# [SOLVED] How or where can I source used automotive valve springs? I need a variety for testing.



## John Smith_inFL (Jun 15, 2018)

what part of the world do you live in ?
in my area, there are scads and scads of small auto repair shops that would probably give you buckets full of them for the asking.


----------



## Nealtw (Jun 22, 2017)

I read the first sentence. 
Look up machine shops that rebuild engine heads, they test and often replace them and the old will go in the scrap steel pile.


----------



## Fix'n it (Mar 12, 2012)

junk yard


----------



## Half-fast eddie (Sep 19, 2020)

Talk with your local napa parts store, ask them who rebuilds motors in the area. Gonto that shop and ask if you can dig through the trash bin.


----------



## conticreative (Jul 10, 2021)

I hope this is short enough.


----------



## Drachenfire (Jun 6, 2017)

Sounds like you are going to bucks-up shops.

You need to go to the small independent shops in the working class side of town. They are probably friendlier and would let you rummage through the scrap bin for a six-pack.


----------



## chandler48 (Jun 5, 2017)

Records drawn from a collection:
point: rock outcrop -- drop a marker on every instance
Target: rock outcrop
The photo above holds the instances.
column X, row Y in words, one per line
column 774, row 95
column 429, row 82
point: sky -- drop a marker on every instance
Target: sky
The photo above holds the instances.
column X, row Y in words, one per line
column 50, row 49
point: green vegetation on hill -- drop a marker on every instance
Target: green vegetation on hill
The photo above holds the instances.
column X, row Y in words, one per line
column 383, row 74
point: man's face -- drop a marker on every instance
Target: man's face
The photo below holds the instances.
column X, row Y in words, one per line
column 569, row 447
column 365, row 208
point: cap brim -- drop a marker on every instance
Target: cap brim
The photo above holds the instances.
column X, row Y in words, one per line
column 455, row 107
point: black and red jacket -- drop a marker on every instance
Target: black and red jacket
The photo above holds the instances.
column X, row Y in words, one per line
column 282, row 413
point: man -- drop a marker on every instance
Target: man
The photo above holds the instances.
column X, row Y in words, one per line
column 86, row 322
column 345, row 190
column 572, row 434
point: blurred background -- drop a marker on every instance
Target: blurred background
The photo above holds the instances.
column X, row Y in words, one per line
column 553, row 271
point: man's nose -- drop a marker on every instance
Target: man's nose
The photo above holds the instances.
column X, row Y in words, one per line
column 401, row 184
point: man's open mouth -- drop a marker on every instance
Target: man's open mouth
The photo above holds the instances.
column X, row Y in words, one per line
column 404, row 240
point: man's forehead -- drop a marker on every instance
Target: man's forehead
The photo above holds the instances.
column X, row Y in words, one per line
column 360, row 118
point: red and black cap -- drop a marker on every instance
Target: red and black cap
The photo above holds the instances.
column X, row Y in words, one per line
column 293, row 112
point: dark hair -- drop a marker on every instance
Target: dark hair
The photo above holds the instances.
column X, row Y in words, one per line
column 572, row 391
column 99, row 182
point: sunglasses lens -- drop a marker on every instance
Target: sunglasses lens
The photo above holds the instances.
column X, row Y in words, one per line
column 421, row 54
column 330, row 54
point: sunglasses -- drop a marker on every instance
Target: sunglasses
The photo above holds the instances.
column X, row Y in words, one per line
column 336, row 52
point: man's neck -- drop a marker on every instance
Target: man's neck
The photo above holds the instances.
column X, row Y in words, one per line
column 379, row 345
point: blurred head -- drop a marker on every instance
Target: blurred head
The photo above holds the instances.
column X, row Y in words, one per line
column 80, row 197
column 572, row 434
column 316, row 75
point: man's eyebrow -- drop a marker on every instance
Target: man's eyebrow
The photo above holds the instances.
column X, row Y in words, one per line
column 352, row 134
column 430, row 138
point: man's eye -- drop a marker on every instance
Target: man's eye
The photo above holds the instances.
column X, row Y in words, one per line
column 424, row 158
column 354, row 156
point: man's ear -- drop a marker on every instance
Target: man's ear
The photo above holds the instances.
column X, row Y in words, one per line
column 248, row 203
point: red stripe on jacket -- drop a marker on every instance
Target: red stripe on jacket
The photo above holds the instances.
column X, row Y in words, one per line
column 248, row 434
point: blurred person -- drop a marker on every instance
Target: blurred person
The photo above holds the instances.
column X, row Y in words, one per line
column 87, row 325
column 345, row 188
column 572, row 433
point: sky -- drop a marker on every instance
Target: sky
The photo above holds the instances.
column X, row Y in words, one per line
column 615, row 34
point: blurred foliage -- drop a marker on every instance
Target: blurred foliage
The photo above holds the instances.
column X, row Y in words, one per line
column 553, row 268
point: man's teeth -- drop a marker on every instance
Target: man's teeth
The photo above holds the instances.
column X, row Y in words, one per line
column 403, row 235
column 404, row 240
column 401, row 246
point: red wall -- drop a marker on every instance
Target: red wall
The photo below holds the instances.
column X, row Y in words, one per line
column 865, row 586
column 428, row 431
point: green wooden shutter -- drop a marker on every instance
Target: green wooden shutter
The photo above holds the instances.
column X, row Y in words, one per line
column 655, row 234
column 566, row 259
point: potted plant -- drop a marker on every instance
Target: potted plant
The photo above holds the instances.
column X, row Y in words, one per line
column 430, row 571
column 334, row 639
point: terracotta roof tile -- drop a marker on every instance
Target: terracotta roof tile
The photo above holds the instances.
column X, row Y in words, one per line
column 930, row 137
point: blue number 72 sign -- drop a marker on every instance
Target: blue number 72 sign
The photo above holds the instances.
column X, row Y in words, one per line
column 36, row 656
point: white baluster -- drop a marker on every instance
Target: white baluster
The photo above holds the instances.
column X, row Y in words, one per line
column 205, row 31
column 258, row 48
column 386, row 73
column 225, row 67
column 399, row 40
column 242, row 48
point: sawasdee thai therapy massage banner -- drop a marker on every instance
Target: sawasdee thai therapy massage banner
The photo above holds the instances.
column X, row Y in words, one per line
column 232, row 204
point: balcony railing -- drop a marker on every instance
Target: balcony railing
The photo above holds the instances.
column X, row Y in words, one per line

> _What you need to do_
1 - Sum up the valve spring thread in two sentences.
2 - Answer these questions about the valve spring thread:
(a) What does Half-fast eddie say to ask the local NAPA parts store?
(b) What does Drachenfire suggest trading for the chance to go through the scrap bin?
(c) According to Nealtw, where do the old springs go at machine shops?
3 - Go on with the valve spring thread from its last line.
You won't need the lines to do any of this.

> _Set of answers_
1 - In a thread asking where to get used automotive valve springs for testing, replies point to small auto repair shops, junkyards, and machine shops that rebuild engine heads, where old springs end up in the scrap steel pile. Others suggest asking a local NAPA parts store who rebuilds motors and then digging through that shop's trash bin, or offering a small independent shop a six-pack to rummage through its scrap bin.

2 -
(a) Who rebuilds motors in the area.
(b) A six-pack.
(c) Into the scrap steel pile.

3 -
In order to keep interest in your posts, you absolutely have to shorten them. No one reads past the first sentence, and detailed explanations don't help much. Finding valve springs is not your problem. Finding NEW valve springs is. It won't happen unless you buy the whole set. Most engines in scrap cars were running when they were scrapped. The valve springs aren't hurt.


----------



## Fix'n it (Mar 12, 2012)

new springs, and not buying the set, and for near free = good luck with that. 

a regular auto shop probably will not have what you want. you want an engine machine shop


----------



## raylo32 (Nov 25, 2006)

How ironic.... The site's longest posted question ever was answered by the shortest answer ever posted above by Fix'n It. Junk yard.


----------



## Mike Milam (Mar 3, 2017)

Find a speed shop in your area. Most of the time when they do heads they replace the springs and toss the old. I haven't done engine work for a long time, but when I did I threw them away all the time.


----------



## Old Thomas (Nov 28, 2019)

Try a John Deere dealer. Often they have valve springs on the shelf for their old 2 cylinder tractors. You might have to buy 4, but that is better than buying 12 or 16.


----------



## Oso954 (Jun 23, 2012)

I don’t think you want valve springs. They load up with very little movement.
stock valve springs (for small block v8) are slightly compressed 105-125 lbs. With 1/2 inch more compression (or less) the load shoots up to 220-280lbs.

The valve springs job is to shut the valve quickly. The higher the RPM, the stiffer the spring. Your cam is spinning at 1/2 the engine rpm, so at 5,000 rpm, it’s having to push the valve shut 2,500 times a minute. If either valve in a cylinder floats (doesn’t close quickly enough) you lose compression, which costs you power. The power loss will also be an rpm limiter.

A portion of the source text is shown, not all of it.